(Saved entries)
--- START ---

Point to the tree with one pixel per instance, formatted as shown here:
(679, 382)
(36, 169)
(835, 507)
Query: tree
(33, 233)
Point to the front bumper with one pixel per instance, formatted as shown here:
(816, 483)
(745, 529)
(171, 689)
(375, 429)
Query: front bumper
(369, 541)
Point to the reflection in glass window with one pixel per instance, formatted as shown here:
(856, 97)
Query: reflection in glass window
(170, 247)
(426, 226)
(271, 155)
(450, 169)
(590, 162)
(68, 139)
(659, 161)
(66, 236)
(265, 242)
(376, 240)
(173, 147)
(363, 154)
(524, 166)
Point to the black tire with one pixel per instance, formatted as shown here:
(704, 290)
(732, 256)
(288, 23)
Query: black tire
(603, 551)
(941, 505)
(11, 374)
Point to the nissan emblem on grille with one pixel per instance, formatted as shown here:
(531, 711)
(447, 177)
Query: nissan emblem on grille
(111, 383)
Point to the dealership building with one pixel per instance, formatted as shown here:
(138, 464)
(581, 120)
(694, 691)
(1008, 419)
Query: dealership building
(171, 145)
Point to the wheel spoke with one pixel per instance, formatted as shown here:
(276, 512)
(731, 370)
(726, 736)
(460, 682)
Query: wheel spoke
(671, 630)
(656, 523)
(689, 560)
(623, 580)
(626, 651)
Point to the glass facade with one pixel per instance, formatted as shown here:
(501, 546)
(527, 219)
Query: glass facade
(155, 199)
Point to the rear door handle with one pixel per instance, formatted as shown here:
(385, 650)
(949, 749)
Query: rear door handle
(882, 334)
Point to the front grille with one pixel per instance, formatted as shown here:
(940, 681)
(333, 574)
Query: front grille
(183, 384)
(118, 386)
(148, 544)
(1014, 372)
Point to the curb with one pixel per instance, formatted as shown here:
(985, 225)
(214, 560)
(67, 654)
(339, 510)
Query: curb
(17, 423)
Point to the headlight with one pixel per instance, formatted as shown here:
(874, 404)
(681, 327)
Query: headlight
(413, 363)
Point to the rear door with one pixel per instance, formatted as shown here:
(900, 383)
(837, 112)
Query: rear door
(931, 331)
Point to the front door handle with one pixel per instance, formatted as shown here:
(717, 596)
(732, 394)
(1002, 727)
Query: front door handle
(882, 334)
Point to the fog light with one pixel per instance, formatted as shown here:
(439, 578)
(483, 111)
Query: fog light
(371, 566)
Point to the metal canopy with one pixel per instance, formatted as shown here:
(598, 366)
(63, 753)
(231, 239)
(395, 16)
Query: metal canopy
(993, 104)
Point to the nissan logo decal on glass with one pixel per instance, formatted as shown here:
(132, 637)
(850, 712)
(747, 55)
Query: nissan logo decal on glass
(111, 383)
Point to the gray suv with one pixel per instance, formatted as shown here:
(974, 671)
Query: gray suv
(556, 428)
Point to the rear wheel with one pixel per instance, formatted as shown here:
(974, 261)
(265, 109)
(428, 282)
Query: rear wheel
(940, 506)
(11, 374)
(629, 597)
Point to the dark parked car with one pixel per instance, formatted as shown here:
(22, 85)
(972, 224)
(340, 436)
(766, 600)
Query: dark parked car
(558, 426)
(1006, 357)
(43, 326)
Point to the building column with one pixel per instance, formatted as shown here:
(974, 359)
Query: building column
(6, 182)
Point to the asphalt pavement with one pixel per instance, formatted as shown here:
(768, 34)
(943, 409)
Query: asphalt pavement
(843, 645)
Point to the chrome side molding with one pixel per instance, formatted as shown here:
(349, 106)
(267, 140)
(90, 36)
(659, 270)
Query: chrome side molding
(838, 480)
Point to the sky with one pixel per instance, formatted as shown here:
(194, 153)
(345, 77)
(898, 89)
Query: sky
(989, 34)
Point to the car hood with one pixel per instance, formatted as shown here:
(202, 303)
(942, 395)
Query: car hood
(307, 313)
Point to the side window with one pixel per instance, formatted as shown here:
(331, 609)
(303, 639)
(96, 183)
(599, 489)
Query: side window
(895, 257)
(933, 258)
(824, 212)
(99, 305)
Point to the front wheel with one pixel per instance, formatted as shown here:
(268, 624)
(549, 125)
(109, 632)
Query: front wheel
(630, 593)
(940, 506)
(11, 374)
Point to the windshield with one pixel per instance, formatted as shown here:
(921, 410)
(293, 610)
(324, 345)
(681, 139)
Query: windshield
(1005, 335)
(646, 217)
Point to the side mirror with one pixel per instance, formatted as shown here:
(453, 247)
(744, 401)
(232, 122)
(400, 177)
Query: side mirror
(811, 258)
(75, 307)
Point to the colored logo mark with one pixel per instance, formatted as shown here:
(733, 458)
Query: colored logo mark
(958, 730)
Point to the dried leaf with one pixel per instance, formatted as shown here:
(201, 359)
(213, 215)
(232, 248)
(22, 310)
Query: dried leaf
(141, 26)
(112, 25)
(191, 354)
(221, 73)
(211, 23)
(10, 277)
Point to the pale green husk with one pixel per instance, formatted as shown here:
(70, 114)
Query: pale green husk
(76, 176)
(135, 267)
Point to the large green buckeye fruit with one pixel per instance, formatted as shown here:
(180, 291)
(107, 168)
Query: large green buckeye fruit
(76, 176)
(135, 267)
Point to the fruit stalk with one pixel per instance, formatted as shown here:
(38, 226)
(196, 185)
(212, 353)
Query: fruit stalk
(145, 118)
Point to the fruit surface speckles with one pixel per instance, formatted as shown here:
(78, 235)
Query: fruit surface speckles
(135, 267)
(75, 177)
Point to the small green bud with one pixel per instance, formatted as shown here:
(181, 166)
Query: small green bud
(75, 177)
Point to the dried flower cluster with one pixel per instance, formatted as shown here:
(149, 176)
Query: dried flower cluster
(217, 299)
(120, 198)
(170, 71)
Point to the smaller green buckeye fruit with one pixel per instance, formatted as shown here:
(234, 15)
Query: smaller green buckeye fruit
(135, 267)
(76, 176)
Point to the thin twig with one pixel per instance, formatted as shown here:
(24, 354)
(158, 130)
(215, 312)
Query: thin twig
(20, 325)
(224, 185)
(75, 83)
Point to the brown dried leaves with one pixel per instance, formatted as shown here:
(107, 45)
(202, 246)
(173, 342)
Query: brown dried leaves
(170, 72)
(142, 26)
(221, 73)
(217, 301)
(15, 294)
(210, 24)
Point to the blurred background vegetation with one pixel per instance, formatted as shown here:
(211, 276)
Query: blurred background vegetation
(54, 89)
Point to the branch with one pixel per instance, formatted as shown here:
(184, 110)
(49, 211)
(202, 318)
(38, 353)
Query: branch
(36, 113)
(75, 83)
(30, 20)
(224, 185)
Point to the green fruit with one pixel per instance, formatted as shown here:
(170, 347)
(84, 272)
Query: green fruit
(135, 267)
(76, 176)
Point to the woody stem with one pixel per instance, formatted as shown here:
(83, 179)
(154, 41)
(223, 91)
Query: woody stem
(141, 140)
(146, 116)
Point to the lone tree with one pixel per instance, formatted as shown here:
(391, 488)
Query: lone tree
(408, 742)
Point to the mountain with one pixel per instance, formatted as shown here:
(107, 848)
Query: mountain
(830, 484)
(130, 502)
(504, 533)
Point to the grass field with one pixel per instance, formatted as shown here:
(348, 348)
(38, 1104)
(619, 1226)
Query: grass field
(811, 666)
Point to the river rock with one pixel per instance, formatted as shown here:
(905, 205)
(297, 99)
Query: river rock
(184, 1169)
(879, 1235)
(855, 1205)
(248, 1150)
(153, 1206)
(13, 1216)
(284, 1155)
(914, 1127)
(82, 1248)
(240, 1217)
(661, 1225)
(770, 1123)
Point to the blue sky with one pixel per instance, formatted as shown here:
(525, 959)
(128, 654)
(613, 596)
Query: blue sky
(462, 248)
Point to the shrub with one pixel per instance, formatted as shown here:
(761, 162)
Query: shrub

--- END ---

● **Task brief**: Each entry above must be repeated exactly, with nothing dropped.

● **Result of the task**:
Point to the tree with one pixel per instance, formatted as shown here:
(679, 382)
(36, 169)
(835, 507)
Query: tree
(33, 233)
Point to the front bumper with one pixel per instance, formatted as shown here:
(816, 483)
(745, 529)
(171, 689)
(375, 429)
Query: front bumper
(369, 541)
Point to the reflection in glass window with one pixel per instance, formatted as shown here:
(856, 97)
Query: reflection in glass window
(170, 247)
(426, 226)
(271, 155)
(450, 169)
(590, 162)
(68, 139)
(659, 161)
(66, 236)
(265, 242)
(376, 240)
(173, 147)
(363, 154)
(524, 166)
Point to the black tire with one pixel per instance, formatted as shown here:
(704, 290)
(732, 256)
(288, 23)
Query: black tire
(603, 551)
(941, 505)
(11, 374)
Point to the nissan emblem on grille with one pixel per instance, formatted as shown here:
(531, 711)
(447, 177)
Query: nissan emblem on grille
(111, 383)
Point to the dealership building with one pixel per instance, formatted as shown here:
(138, 464)
(581, 120)
(694, 691)
(1008, 419)
Query: dealership building
(171, 145)
Point to the wheel spoke with one pixel per instance, formatted as shown here:
(276, 512)
(731, 370)
(726, 736)
(460, 682)
Query: wheel spoke
(671, 630)
(656, 523)
(689, 560)
(623, 580)
(626, 651)
Point to the glass facade with one pixel per instance, formatted as shown here:
(501, 546)
(527, 219)
Query: glass facade
(155, 199)
Point to the rear door handle with one pixel per instance, formatted as shown here:
(385, 650)
(949, 749)
Query: rear door handle
(882, 334)
Point to the front grille with one pixel per instance, formatted as shown here:
(940, 681)
(333, 574)
Query: front grille
(183, 384)
(118, 386)
(148, 544)
(1014, 372)
Point to the curb with one pixel per instance, formatted as shown here:
(985, 225)
(214, 560)
(67, 654)
(339, 510)
Query: curb
(17, 423)
Point to the headlight with one pixel per instance, formatted as shown here:
(874, 404)
(681, 327)
Query: headlight
(413, 363)
Point to the rear door with one pixel per instance, formatted as shown here:
(900, 383)
(837, 112)
Query: rear door
(931, 331)
Point to the front door handle with one pixel per instance, formatted as shown here:
(717, 596)
(732, 394)
(1002, 727)
Query: front door handle
(882, 334)
Point to the fog light with one pixel per instance, formatted as shown here:
(439, 578)
(483, 111)
Query: fog light
(371, 566)
Point to the metal canopy with one pixel per instance, formatted as shown here:
(598, 366)
(63, 753)
(231, 239)
(395, 16)
Query: metal canopy
(993, 104)
Point to the nissan logo decal on glass with one pixel per instance, formatted as shown here:
(132, 637)
(850, 712)
(747, 55)
Query: nissan logo decal on glass
(111, 383)
Point to the gray suv with one pixel per instance, formatted as shown here:
(974, 671)
Query: gray suv
(556, 428)
Point to the rear wheel with one pixel per instance, formatted as shown here:
(974, 261)
(265, 109)
(428, 282)
Query: rear wheel
(940, 506)
(11, 374)
(629, 597)
Point to the dark parked car with one pixel per instance, formatted as shown here:
(22, 85)
(972, 224)
(340, 436)
(766, 600)
Query: dark parked car
(558, 426)
(1006, 357)
(43, 326)
Point to the building column with one pixel per instance, formatted as shown here:
(974, 359)
Query: building column
(6, 182)
Point to the asphalt pavement with one pixel per instance, formatted as shown here:
(768, 34)
(943, 409)
Query: asphalt pavement
(843, 645)
Point to the chrome side molding with one pixel per instance, formatted as shown here:
(349, 106)
(267, 140)
(90, 36)
(659, 270)
Query: chrome side molding
(838, 480)
Point to the sky with one pixel per instance, formatted as shown here:
(194, 153)
(345, 77)
(898, 89)
Query: sky
(989, 34)
Point to the car hood with one pixel per instance, formatted as shown here:
(202, 303)
(942, 395)
Query: car hood
(307, 313)
Point to the side window with one pixel per instance, formatted as shown here:
(331, 609)
(303, 639)
(96, 183)
(599, 489)
Query: side window
(895, 257)
(933, 258)
(824, 212)
(99, 305)
Point to the front wheel with one pixel per instance, formatted as shown here:
(268, 624)
(549, 125)
(109, 632)
Query: front wheel
(630, 593)
(940, 506)
(11, 374)
Point to the windshield with one pixel per instance, formatted as shown here:
(921, 410)
(293, 610)
(324, 345)
(681, 139)
Query: windshield
(1005, 335)
(646, 217)
Point to the side mirror with one pixel per instance, formatted as shown here:
(453, 247)
(744, 401)
(232, 122)
(400, 177)
Query: side mirror
(811, 258)
(75, 307)
Point to the colored logo mark with one pixel per instance, formatted as shown here:
(733, 458)
Query: colored logo mark
(958, 730)
Point to the dried leaf with one pixel per instance, formatted as shown here:
(201, 359)
(213, 215)
(232, 248)
(22, 310)
Query: dried leaf
(141, 26)
(112, 25)
(191, 354)
(221, 73)
(211, 23)
(10, 277)
Point to the pale green husk with one pixel per instance, formatted as shown here:
(70, 114)
Query: pale green husk
(76, 176)
(135, 267)
Point to the large green buckeye fruit with one pixel per instance, formatted as shown here:
(180, 291)
(107, 168)
Query: large green buckeye fruit
(76, 176)
(135, 267)
Point to the fruit stalk with one pixel per instance, formatted as shown here:
(38, 226)
(196, 185)
(212, 353)
Query: fruit stalk
(145, 118)
Point to the fruit surface speckles with one pixel per instance, formatted as shown here:
(78, 235)
Query: fruit surface speckles
(135, 267)
(75, 177)
Point to the small green bud with one pixel per instance, formatted as shown here:
(181, 166)
Query: small green bud
(75, 177)
Point to the dried flower cluster with one pixel per instance, formatted as shown here:
(149, 176)
Query: dried flower cluster
(217, 299)
(120, 198)
(170, 71)
Point to the smaller green buckeye fruit with one pixel per instance, formatted as shown here:
(234, 15)
Query: smaller green buckeye fruit
(135, 267)
(76, 176)
Point to the thin twig with one pixel per instance, formatted as shown here:
(24, 354)
(158, 130)
(215, 312)
Query: thin twig
(20, 325)
(224, 185)
(75, 83)
Point to the brown dried leaves with one pixel per instance, formatted as shown here:
(107, 45)
(202, 246)
(173, 342)
Query: brown dried leaves
(170, 72)
(142, 26)
(221, 73)
(217, 301)
(15, 294)
(210, 24)
Point to the blurred background vegetation with one pixel per instance, formatted as shown here:
(211, 276)
Query: blurred background vegetation
(54, 89)
Point to the branch with one pixel per instance, formatted as shown here:
(184, 110)
(49, 211)
(202, 318)
(38, 353)
Query: branch
(36, 113)
(75, 83)
(30, 20)
(224, 185)
Point to the green fruit with one pixel per instance, formatted as shown here:
(170, 347)
(84, 272)
Query: green fruit
(135, 267)
(76, 176)
Point to the woody stem with one pixel per instance, formatted as shown here:
(83, 179)
(154, 41)
(223, 91)
Query: woody stem
(141, 140)
(146, 116)
Point to the lone tree with one pixel per instance, formatted as shown here:
(391, 488)
Query: lone tree
(408, 742)
Point to the mountain with one pixel per instance, formatted as shown here:
(107, 848)
Query: mountain
(830, 484)
(130, 502)
(504, 533)
Point to the grass field with one pixel per instance, formatted as shown here:
(348, 348)
(38, 1104)
(619, 1226)
Query: grass field
(811, 666)
Point to the river rock with one pixel per instance, formatted as shown here:
(905, 205)
(297, 99)
Query: river rock
(184, 1169)
(879, 1235)
(855, 1205)
(248, 1150)
(153, 1206)
(13, 1216)
(284, 1155)
(914, 1127)
(82, 1248)
(240, 1217)
(661, 1225)
(770, 1123)
Point to the blue sky with one pixel per instance, formatted as shown here:
(525, 959)
(128, 654)
(613, 596)
Query: blue sky
(462, 248)
Point to the shrub with one pixel per instance, formatted as shown here:
(761, 162)
Query: shrub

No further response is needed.